---------- Data supplied ----------

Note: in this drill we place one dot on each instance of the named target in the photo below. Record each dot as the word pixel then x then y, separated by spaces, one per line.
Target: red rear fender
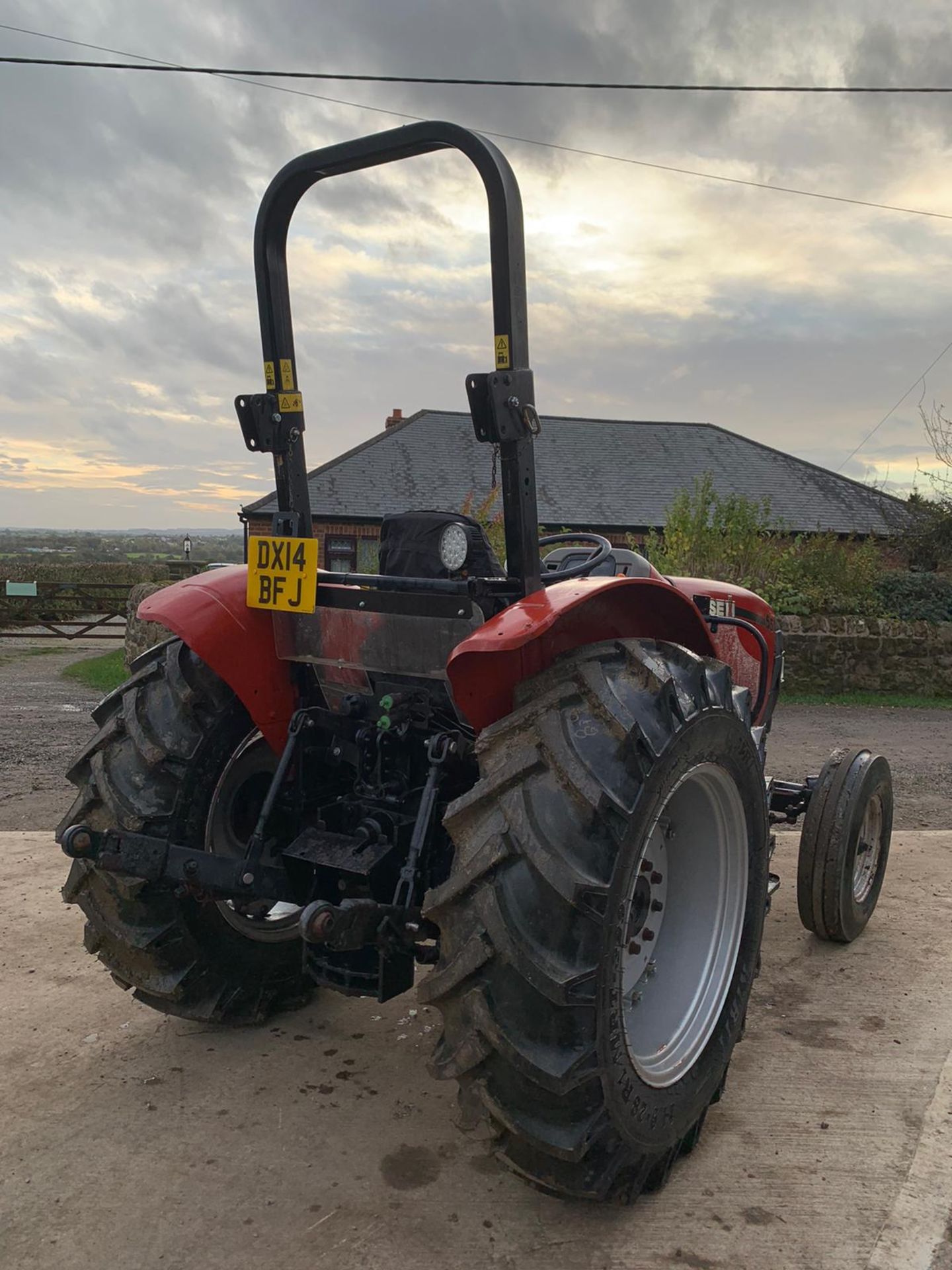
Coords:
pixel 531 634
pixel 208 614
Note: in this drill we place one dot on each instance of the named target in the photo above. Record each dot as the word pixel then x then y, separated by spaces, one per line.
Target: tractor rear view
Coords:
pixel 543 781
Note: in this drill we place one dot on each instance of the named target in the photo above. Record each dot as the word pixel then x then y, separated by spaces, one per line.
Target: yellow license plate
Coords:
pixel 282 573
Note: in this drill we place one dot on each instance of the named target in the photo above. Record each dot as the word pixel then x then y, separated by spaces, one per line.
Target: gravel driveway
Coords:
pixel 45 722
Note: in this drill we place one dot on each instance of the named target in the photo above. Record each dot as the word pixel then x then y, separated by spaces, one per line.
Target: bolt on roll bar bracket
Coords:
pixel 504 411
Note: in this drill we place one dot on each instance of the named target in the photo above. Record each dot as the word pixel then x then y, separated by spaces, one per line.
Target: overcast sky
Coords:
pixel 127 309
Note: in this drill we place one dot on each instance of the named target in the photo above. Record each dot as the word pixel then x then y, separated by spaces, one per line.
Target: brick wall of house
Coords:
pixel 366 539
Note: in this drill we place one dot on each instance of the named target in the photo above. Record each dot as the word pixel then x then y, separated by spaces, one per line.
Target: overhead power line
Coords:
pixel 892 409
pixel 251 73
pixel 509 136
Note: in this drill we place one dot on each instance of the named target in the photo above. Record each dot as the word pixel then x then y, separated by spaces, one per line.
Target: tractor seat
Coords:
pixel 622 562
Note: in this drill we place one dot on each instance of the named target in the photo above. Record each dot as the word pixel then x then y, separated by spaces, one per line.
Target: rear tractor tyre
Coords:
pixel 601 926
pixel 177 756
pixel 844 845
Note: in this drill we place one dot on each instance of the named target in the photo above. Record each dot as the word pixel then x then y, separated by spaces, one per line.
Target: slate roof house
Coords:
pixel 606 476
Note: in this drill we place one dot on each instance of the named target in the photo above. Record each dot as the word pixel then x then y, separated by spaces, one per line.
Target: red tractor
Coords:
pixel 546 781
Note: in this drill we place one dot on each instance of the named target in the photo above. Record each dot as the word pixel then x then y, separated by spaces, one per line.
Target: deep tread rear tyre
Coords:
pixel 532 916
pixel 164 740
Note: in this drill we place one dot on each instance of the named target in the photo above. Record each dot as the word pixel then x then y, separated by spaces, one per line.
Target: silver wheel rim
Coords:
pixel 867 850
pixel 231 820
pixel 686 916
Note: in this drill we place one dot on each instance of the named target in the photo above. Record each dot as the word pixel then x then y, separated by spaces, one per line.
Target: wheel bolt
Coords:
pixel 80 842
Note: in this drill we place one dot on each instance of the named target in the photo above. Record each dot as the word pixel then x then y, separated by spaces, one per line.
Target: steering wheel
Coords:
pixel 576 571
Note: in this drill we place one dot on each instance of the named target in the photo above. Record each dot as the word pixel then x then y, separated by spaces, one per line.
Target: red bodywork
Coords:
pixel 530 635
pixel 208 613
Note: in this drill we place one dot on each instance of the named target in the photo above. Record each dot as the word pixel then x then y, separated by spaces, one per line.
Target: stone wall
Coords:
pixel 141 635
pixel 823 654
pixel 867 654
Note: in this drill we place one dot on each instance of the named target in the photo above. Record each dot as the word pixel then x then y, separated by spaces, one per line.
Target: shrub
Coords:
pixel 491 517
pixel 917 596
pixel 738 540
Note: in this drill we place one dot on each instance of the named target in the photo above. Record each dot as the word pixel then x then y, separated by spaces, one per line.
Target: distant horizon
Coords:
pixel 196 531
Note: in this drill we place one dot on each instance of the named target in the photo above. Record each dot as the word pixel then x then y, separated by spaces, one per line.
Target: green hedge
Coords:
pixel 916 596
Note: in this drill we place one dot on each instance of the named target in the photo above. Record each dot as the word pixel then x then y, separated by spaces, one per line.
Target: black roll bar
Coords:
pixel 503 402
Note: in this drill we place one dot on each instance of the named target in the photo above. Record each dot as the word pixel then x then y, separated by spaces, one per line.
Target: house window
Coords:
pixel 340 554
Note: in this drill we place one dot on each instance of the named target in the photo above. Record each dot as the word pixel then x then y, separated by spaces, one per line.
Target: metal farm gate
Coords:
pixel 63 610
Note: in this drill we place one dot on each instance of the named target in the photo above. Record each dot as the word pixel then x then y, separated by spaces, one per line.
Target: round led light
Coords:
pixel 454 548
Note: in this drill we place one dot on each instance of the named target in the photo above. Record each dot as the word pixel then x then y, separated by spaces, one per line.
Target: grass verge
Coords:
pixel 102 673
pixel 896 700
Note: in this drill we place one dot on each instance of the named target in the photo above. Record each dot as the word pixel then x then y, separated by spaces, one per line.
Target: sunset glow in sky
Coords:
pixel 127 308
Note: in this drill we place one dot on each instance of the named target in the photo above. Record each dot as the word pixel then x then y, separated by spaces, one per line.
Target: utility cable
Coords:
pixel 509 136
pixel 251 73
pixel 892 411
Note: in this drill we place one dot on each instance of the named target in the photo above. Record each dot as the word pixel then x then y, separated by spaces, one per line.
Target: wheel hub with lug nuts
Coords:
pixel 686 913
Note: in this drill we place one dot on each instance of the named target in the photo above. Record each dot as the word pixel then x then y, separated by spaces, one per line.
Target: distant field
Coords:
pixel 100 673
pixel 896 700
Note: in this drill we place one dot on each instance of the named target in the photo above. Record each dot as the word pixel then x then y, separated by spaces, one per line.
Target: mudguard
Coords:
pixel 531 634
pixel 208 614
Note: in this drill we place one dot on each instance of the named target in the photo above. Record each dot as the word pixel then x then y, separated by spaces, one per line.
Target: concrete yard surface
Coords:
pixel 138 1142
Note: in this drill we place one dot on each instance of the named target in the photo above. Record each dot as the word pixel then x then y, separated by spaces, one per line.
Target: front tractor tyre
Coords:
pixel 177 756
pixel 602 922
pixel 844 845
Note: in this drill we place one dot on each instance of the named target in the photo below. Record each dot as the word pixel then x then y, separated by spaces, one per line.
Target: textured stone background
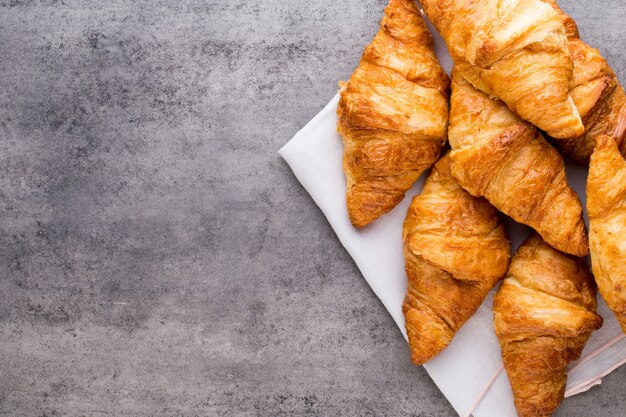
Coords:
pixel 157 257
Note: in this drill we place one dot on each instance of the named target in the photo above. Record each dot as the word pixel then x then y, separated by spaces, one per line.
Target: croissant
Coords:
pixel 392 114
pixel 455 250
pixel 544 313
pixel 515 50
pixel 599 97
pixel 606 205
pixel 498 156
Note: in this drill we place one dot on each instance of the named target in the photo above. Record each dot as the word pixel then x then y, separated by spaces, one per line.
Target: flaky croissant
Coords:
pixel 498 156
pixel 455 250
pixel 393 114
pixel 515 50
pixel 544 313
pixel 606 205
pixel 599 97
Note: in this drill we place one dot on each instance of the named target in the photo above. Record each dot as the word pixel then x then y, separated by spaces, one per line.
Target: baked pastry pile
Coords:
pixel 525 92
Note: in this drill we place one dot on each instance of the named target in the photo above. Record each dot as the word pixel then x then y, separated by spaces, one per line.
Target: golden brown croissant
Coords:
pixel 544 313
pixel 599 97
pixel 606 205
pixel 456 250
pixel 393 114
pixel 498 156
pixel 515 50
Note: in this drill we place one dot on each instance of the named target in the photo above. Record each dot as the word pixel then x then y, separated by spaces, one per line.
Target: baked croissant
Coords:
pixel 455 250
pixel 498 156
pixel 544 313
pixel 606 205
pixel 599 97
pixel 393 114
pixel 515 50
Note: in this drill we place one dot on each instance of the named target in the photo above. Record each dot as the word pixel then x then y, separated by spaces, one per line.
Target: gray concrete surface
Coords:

----------

◆ **Exercise instructions**:
Except for the pictures, copy the material above exactly.

◆ **Expected answer**:
Note: in this drill we place one dot on each instance of the named target in the photo below. Record each dot as the word pixel then x then y, separated by spaces, one per line.
Target: red rear fender
Coords:
pixel 531 634
pixel 208 614
Note: in this drill we place one dot on each instance of the named target in the photo above. Record each dot as the word pixel then x then y, separated by spaces, one per line.
Target: tractor rear view
Coords:
pixel 543 781
Note: in this drill we place one dot on each instance of the named target in the photo above. Record each dot as the word pixel then x then y, separated by spaces, one per line.
Target: yellow license plate
Coords:
pixel 282 573
Note: in this drill we place one dot on each instance of the named target in the photo above. Record each dot as the word pixel then x then y, separated by spaces, one per line.
Target: gravel driveway
Coords:
pixel 45 722
Note: in this drill we place one dot on each instance of the named target in the photo above. Record each dot as the word pixel then x then y, separated by spaces, one per line.
Target: bolt on roll bar bracket
Coords:
pixel 504 411
Note: in this drill we place one dot on each instance of the named target in the photo above. Record each dot as the word pixel then x then y, separated by spaces, one per line.
Target: overcast sky
Coords:
pixel 127 309
Note: in this drill we place one dot on each instance of the named target in the photo above. Record each dot as the word pixel then x then y, separated by spaces, one per line.
Target: brick wall of house
Coords:
pixel 366 539
Note: in this drill we place one dot on each instance of the named target in the photo above. Record each dot as the word pixel then x then y, separated by spaces, one per line.
Target: overhead power line
Coords:
pixel 892 409
pixel 251 73
pixel 509 136
Note: in this drill we place one dot on each instance of the named target in the photo above. Record each dot as the word pixel then x then y, separated by spaces, one per line.
Target: tractor seat
Coords:
pixel 622 562
Note: in this drill we place one dot on each instance of the named target in the photo above. Record each dot as the word pixel then x then y, separated by spaces, one per line.
Target: rear tractor tyre
Coords:
pixel 601 926
pixel 177 756
pixel 844 845
Note: in this drill we place one dot on each instance of the named target in the photo above. Record each dot as the word pixel then x then y, separated by spaces, one per line.
Target: slate roof house
Coords:
pixel 606 476
Note: in this drill we place one dot on each instance of the named target in the photo above. Record each dot as the word pixel then x then y, separated by spaces, one per line.
Target: red tractor
Coords:
pixel 546 781
Note: in this drill we place one dot on each instance of the named target in the photo above. Record each dot as the word pixel then x then y, separated by spaces, one per line.
Target: deep tread rear tyre
Coords:
pixel 532 916
pixel 164 740
Note: in this drill we place one dot on each instance of the named target in the photo above. Record each dot as the word pixel then x then y, separated by spaces, one per line.
Target: silver wheel rim
Coords:
pixel 867 850
pixel 231 820
pixel 686 916
Note: in this drill we place one dot on each instance of the named target in the photo above. Record each dot as the word pixel then x then y, separated by spaces, one per line.
Target: wheel bolt
Coords:
pixel 80 842
Note: in this drill we place one dot on each instance of the named target in the photo above. Record each dot as the word pixel then x then y, separated by spaces, one per line.
Target: steering wheel
Coords:
pixel 576 571
Note: in this drill we place one dot on each instance of the named target in the photo above. Record each dot as the word pixel then x then y, separated by spaces, one per line.
Target: red bodywork
Coords:
pixel 530 635
pixel 208 613
Note: in this drill we place one dot on each instance of the named target in the photo above. Record each dot as the word pixel then x then y, separated by spaces, one per line.
Target: stone wall
Coords:
pixel 141 635
pixel 823 654
pixel 867 654
Note: in this drill we place one dot on each instance of the named target in the photo above. Record each dot as the word pixel then x then y, separated by spaces, one per line.
Target: shrub
Coords:
pixel 491 517
pixel 917 596
pixel 738 540
Note: in this drill we place one dot on each instance of the named target in the photo above. Record each dot as the word pixel then x then y, separated by spaces, one per line.
Target: distant horizon
Coords:
pixel 196 531
Note: in this drill we place one dot on each instance of the named target in the photo above. Record each dot as the word pixel then x then y, separated by spaces, one per line.
Target: green hedge
Coords:
pixel 916 596
Note: in this drill we place one dot on each instance of the named target in the photo above. Record each dot as the word pixel then x then y, separated by spaces, one per line.
Target: black roll bar
Coords:
pixel 503 402
Note: in this drill we place one dot on each instance of the named target in the photo above. Record each dot as the word pixel then x then y, separated by spaces, one per line.
Target: house window
Coords:
pixel 340 554
Note: in this drill we place one dot on each instance of the named target in the photo above. Record each dot as the word pixel then x then y, separated by spaces, one per line.
Target: metal farm gate
Coords:
pixel 63 610
Note: in this drill we place one dot on each instance of the named target in the photo above. Record each dot as the word pixel then x then y, separated by spaces, one per line.
Target: round led light
Coords:
pixel 454 548
Note: in this drill we place one dot on each instance of the named target in the photo above. Record each dot as the word pixel then x then y, separated by spaces, one per line.
Target: grass verge
Coords:
pixel 102 673
pixel 896 700
Note: in this drill we place one dot on each instance of the named target in the photo above. Record each dot as the word pixel then x then y, separated by spaces, one per line.
Target: sunset glow in sky
Coords:
pixel 127 308
Note: in this drill we place one dot on each instance of the named target in the photo above. Record each dot as the word pixel then x then y, separated by spaces, one per line.
Target: utility cable
Coords:
pixel 509 136
pixel 251 73
pixel 892 411
Note: in this drill we place one dot on each instance of the named target in the photo above. Record each dot as the word pixel then x then y, separated by spaces, one per line.
Target: wheel hub with lug nuts
Coords:
pixel 686 913
Note: in this drill we place one dot on each instance of the named target in the photo above. Record each dot as the word pixel then x then y, separated by spaces, one per line.
Target: distant field
Coords:
pixel 100 673
pixel 896 700
Note: in this drill we place one dot on each instance of the named target in the photo above. Record each dot as the word pixel then x then y, separated by spaces, one per line.
Target: mudguard
Coords:
pixel 531 634
pixel 208 614
Note: in this drill we place one dot on each instance of the named target in the photo above. Record each dot as the word pixel then x then y, separated by spaces, one per line.
Target: concrete yard surface
Coords:
pixel 138 1142
Note: in this drill we place one dot on each instance of the named target in the photo above. Record each dot as the word pixel then x then y, separated by spaces, one per line.
Target: front tractor tyre
Coords:
pixel 177 756
pixel 602 922
pixel 844 845
Note: in this drill we place one dot on each instance of the named target in the photo below. Record each dot as the word pixel then x then y, separated by spaces, one per line.
Target: textured stone background
Coords:
pixel 157 257
Note: in this drill we place one dot on each instance of the named target in the photo above. Record each dot as the word pixel then x then y, separated by spaces, one per line.
Target: croissant
Coords:
pixel 392 114
pixel 455 250
pixel 544 313
pixel 515 50
pixel 599 97
pixel 606 205
pixel 498 156
Note: in this drill we place one dot on each instance of the named target in the photo above. Record each dot as the word pixel then x then y, separated by spaces, one per line.
Target: flaky croissant
Coords:
pixel 498 156
pixel 455 250
pixel 393 114
pixel 515 50
pixel 544 313
pixel 606 205
pixel 599 97
Note: in this drill we place one dot on each instance of the named target in the photo above. Record each dot as the word pixel then x then y, separated by spaces, one per line.
Target: baked pastry pile
Coords:
pixel 525 92
Note: in this drill we place one dot on each instance of the named target in the photo above. Record each dot as the word pixel then x then y, separated by spaces, one per line.
Target: golden brown croissant
Coords:
pixel 544 313
pixel 599 97
pixel 606 205
pixel 456 250
pixel 393 114
pixel 498 156
pixel 515 50
Note: in this drill we place one dot on each instance of the named target in the photo above. Record each dot as the word pixel then x then y, separated by spaces, one per line.
Target: baked croissant
Coords:
pixel 455 250
pixel 498 156
pixel 544 313
pixel 606 205
pixel 599 97
pixel 393 114
pixel 515 50
Note: in this drill we place one dot on each instance of the named target in the photo above. Record each dot as the word pixel then x then y, separated by spaces, one per line.
Target: gray concrete surface
Coords:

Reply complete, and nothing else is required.